▶ **SUPPLIED RECORDS**
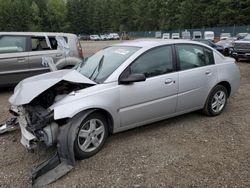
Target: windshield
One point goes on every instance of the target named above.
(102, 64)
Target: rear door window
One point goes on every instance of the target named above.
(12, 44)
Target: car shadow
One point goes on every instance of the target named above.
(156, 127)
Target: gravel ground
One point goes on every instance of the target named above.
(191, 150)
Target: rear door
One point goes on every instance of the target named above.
--
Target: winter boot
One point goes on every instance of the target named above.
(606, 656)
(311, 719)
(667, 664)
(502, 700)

▶ **EXERCISE DETAILS**
Identify every line in the data above that contains the word "rear", and copy each of those lines. Case counts.

▶ **TASK RESULT**
Target: rear door window
Target: rear door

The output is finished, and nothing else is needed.